- Instructions to follow
Pull out every line of the records that contains the string "marble" and list those lines.

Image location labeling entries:

▬▬▬

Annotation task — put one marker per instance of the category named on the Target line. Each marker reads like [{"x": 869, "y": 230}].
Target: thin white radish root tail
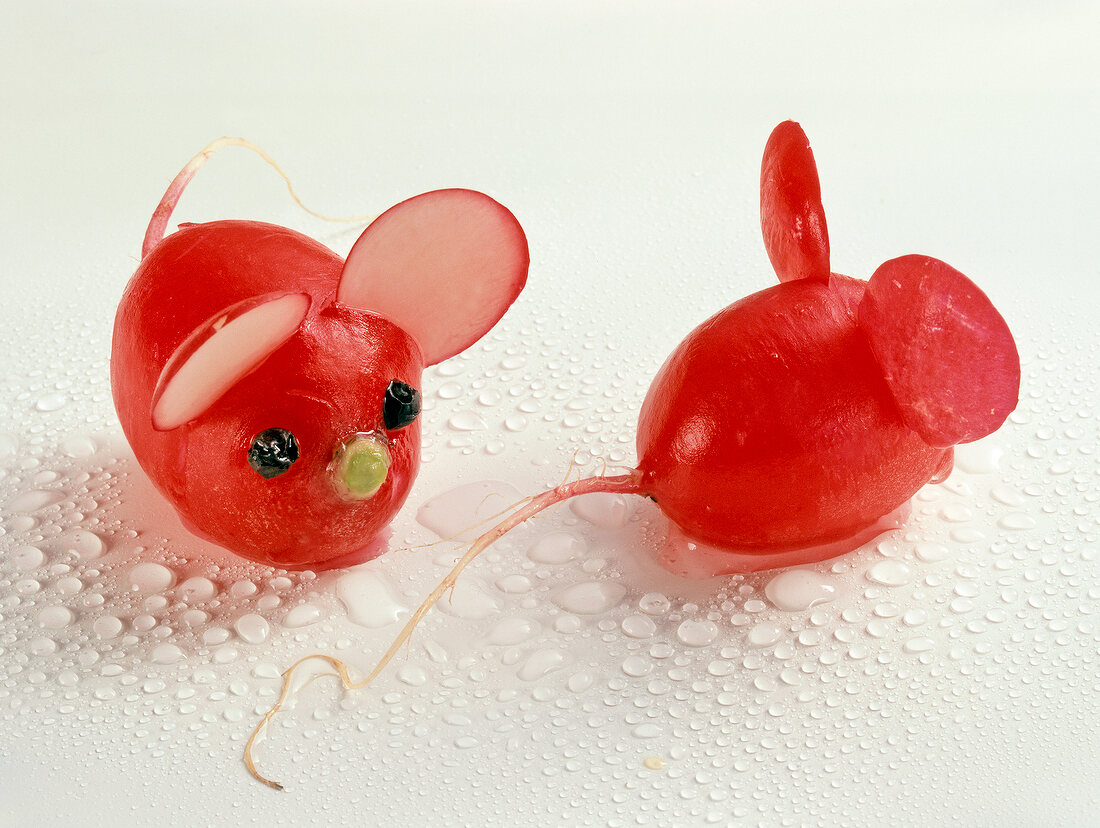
[
  {"x": 160, "y": 220},
  {"x": 626, "y": 484}
]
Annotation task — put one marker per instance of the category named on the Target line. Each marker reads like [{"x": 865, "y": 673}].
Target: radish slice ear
[
  {"x": 791, "y": 213},
  {"x": 946, "y": 353},
  {"x": 221, "y": 351},
  {"x": 444, "y": 266}
]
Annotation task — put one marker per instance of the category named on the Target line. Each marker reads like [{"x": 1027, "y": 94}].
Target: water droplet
[
  {"x": 35, "y": 499},
  {"x": 638, "y": 626},
  {"x": 252, "y": 628},
  {"x": 603, "y": 509},
  {"x": 919, "y": 644},
  {"x": 515, "y": 422},
  {"x": 455, "y": 514},
  {"x": 55, "y": 618},
  {"x": 514, "y": 584},
  {"x": 978, "y": 457},
  {"x": 86, "y": 545},
  {"x": 590, "y": 597},
  {"x": 653, "y": 604},
  {"x": 694, "y": 632},
  {"x": 197, "y": 589},
  {"x": 43, "y": 647},
  {"x": 931, "y": 552},
  {"x": 796, "y": 589},
  {"x": 466, "y": 421},
  {"x": 557, "y": 548},
  {"x": 303, "y": 616},
  {"x": 1016, "y": 521},
  {"x": 28, "y": 558},
  {"x": 166, "y": 654},
  {"x": 469, "y": 599},
  {"x": 78, "y": 446},
  {"x": 150, "y": 577},
  {"x": 956, "y": 514},
  {"x": 763, "y": 635},
  {"x": 580, "y": 682},
  {"x": 107, "y": 627},
  {"x": 512, "y": 631},
  {"x": 215, "y": 636},
  {"x": 51, "y": 401},
  {"x": 449, "y": 390},
  {"x": 242, "y": 589},
  {"x": 369, "y": 597},
  {"x": 542, "y": 662},
  {"x": 889, "y": 573},
  {"x": 411, "y": 675}
]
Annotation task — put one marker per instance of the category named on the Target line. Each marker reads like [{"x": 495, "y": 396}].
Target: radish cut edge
[
  {"x": 220, "y": 352},
  {"x": 443, "y": 266}
]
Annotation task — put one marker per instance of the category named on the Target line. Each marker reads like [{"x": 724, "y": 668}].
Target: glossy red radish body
[
  {"x": 271, "y": 393},
  {"x": 803, "y": 413}
]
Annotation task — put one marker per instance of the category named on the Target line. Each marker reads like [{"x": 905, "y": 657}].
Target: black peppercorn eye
[
  {"x": 273, "y": 452},
  {"x": 400, "y": 406}
]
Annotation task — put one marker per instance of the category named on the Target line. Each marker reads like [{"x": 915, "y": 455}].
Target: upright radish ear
[
  {"x": 946, "y": 353},
  {"x": 221, "y": 351},
  {"x": 791, "y": 213},
  {"x": 444, "y": 266}
]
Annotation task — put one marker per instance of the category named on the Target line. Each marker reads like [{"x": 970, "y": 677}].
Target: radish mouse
[
  {"x": 271, "y": 389},
  {"x": 801, "y": 415}
]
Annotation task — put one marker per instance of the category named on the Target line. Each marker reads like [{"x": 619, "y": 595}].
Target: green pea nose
[{"x": 361, "y": 466}]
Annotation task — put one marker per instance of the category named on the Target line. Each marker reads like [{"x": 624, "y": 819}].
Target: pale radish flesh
[
  {"x": 946, "y": 353},
  {"x": 222, "y": 351},
  {"x": 444, "y": 266}
]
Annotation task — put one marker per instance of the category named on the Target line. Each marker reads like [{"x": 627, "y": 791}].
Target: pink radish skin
[{"x": 231, "y": 329}]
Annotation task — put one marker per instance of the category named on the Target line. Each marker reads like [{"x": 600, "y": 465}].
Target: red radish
[
  {"x": 801, "y": 415},
  {"x": 270, "y": 389}
]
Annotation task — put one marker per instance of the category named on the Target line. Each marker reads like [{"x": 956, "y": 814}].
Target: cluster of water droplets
[{"x": 567, "y": 660}]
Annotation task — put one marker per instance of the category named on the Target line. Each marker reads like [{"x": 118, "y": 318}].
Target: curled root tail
[
  {"x": 627, "y": 484},
  {"x": 160, "y": 220}
]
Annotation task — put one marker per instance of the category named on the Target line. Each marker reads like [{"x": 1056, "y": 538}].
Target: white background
[{"x": 626, "y": 138}]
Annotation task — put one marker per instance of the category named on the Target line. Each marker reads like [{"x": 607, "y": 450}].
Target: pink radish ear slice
[
  {"x": 791, "y": 213},
  {"x": 221, "y": 351},
  {"x": 443, "y": 266},
  {"x": 946, "y": 353}
]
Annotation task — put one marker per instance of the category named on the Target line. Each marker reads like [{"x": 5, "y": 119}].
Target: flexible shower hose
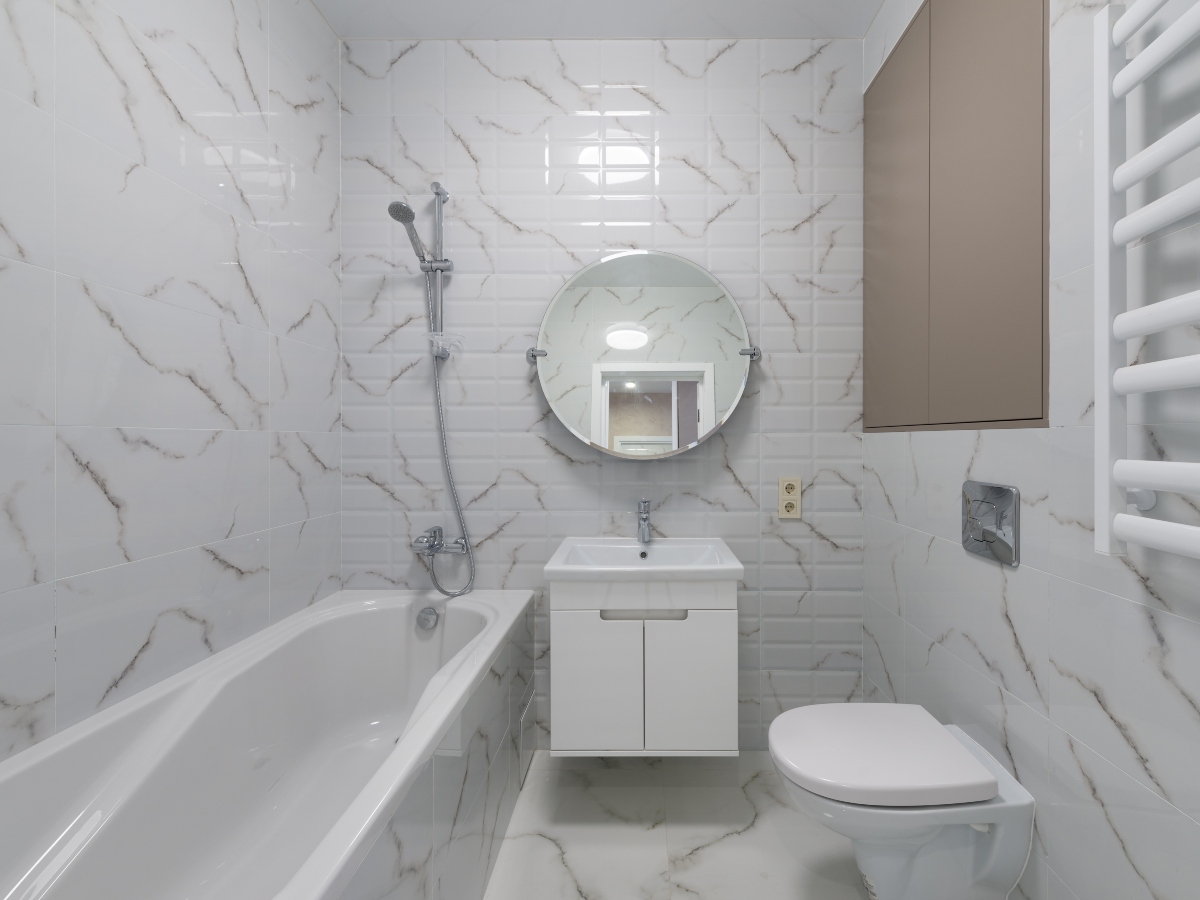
[{"x": 445, "y": 462}]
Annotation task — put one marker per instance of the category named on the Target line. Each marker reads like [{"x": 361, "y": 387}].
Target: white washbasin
[{"x": 624, "y": 559}]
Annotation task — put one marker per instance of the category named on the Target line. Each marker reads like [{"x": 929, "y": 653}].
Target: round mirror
[{"x": 643, "y": 354}]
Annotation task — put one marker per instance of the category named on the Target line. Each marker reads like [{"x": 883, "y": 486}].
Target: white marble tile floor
[{"x": 666, "y": 829}]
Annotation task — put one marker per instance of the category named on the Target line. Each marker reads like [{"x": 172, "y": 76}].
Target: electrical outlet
[{"x": 789, "y": 498}]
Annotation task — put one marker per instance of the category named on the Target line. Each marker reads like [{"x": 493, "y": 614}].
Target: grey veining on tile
[
  {"x": 27, "y": 345},
  {"x": 142, "y": 307},
  {"x": 305, "y": 564},
  {"x": 131, "y": 493},
  {"x": 27, "y": 505},
  {"x": 27, "y": 183},
  {"x": 165, "y": 366},
  {"x": 27, "y": 667}
]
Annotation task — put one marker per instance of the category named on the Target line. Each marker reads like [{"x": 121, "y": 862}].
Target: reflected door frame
[{"x": 603, "y": 373}]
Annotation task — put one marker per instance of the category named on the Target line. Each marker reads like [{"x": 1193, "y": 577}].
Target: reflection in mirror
[{"x": 642, "y": 354}]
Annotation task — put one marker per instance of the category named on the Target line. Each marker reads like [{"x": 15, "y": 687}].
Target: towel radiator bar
[{"x": 1121, "y": 483}]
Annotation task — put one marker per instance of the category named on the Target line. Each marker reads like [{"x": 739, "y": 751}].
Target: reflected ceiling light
[{"x": 627, "y": 336}]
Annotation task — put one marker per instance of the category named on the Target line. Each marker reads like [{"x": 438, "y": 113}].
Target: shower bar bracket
[{"x": 533, "y": 354}]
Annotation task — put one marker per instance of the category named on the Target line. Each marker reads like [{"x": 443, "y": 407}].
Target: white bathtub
[{"x": 269, "y": 769}]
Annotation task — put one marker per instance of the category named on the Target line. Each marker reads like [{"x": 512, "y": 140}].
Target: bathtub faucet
[{"x": 432, "y": 543}]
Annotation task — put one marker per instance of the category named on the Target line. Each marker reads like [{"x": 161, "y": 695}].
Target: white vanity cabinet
[
  {"x": 643, "y": 652},
  {"x": 597, "y": 699}
]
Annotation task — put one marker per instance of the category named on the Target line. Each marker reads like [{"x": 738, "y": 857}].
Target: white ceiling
[{"x": 480, "y": 19}]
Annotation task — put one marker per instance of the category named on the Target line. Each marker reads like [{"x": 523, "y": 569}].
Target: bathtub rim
[{"x": 329, "y": 868}]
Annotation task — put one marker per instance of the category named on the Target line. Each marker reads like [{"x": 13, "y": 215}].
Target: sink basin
[{"x": 625, "y": 559}]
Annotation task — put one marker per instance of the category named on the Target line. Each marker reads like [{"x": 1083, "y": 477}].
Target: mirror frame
[{"x": 717, "y": 425}]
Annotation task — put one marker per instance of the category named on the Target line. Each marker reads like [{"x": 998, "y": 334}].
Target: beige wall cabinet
[{"x": 955, "y": 221}]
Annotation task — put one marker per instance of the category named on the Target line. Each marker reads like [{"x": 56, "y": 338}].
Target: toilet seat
[{"x": 877, "y": 755}]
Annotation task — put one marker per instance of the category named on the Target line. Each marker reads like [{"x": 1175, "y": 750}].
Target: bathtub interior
[{"x": 240, "y": 777}]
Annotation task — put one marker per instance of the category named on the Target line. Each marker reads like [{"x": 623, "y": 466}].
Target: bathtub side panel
[{"x": 473, "y": 802}]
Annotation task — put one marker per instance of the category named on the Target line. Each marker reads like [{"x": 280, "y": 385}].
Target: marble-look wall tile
[
  {"x": 225, "y": 47},
  {"x": 27, "y": 183},
  {"x": 305, "y": 564},
  {"x": 1072, "y": 381},
  {"x": 393, "y": 78},
  {"x": 300, "y": 31},
  {"x": 149, "y": 329},
  {"x": 305, "y": 210},
  {"x": 131, "y": 493},
  {"x": 27, "y": 498},
  {"x": 125, "y": 628},
  {"x": 27, "y": 345},
  {"x": 124, "y": 226},
  {"x": 304, "y": 387},
  {"x": 303, "y": 111},
  {"x": 27, "y": 667},
  {"x": 555, "y": 153},
  {"x": 1125, "y": 682},
  {"x": 1109, "y": 837},
  {"x": 883, "y": 652},
  {"x": 304, "y": 299},
  {"x": 305, "y": 475},
  {"x": 27, "y": 52},
  {"x": 130, "y": 361}
]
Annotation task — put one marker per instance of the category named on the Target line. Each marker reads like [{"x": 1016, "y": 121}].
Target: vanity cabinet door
[
  {"x": 691, "y": 682},
  {"x": 595, "y": 702}
]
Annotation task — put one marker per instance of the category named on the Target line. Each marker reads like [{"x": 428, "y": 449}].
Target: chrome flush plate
[{"x": 991, "y": 521}]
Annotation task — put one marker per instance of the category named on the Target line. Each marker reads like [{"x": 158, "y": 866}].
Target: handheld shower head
[
  {"x": 403, "y": 214},
  {"x": 401, "y": 211}
]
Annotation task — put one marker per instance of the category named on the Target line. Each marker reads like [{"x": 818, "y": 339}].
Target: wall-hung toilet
[{"x": 931, "y": 814}]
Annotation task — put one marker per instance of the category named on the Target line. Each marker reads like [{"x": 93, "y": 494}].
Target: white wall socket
[{"x": 790, "y": 490}]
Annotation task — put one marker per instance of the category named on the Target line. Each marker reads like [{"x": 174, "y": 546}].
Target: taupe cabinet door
[
  {"x": 985, "y": 210},
  {"x": 895, "y": 235},
  {"x": 954, "y": 220}
]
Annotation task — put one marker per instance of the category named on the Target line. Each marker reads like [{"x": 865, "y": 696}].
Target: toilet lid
[{"x": 877, "y": 755}]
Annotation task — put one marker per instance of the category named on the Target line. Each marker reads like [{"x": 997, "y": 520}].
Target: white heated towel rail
[{"x": 1120, "y": 481}]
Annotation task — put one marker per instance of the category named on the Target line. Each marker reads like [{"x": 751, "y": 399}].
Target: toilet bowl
[{"x": 931, "y": 815}]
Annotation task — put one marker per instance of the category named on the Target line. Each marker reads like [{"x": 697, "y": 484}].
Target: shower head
[
  {"x": 403, "y": 214},
  {"x": 401, "y": 211}
]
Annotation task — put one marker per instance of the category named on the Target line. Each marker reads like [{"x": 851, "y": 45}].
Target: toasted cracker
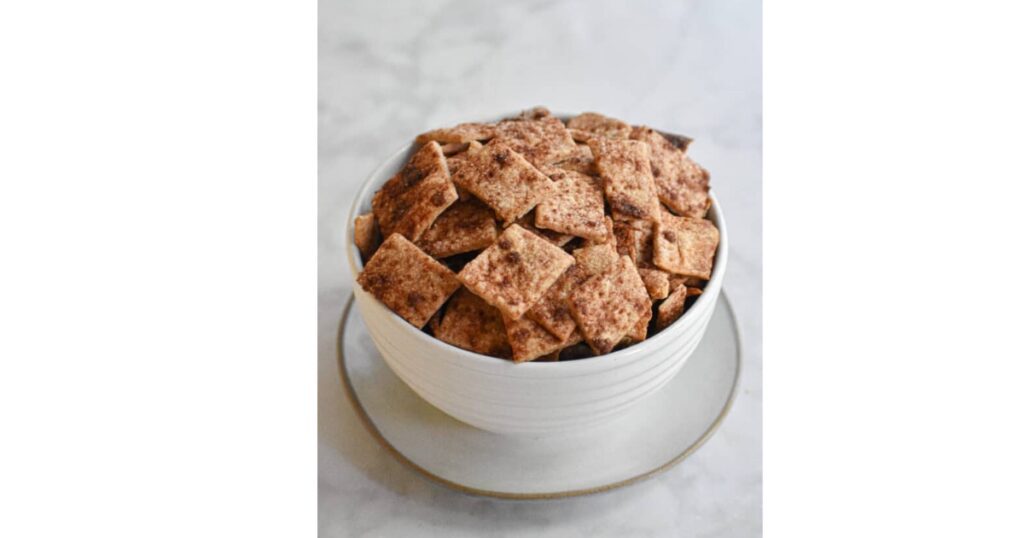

▬▬▬

- Exercise result
Target: white marble tile floor
Target: marble-look wall tile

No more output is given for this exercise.